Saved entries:
=== Begin Enclosure ===

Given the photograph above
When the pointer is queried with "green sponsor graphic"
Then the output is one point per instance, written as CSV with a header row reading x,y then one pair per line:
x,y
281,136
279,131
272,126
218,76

=== End Enclosure ===

**WORK INSTRUCTIONS**
Every record, start to finish: reproduce it word for word.

**EXERCISE OUTPUT**
Given the photograph above
When the pointer is queried with "green sponsor graphic"
Then the output is one point per instance, written as CSV with a header row reading x,y then one pair per line:
x,y
281,136
279,131
272,126
218,76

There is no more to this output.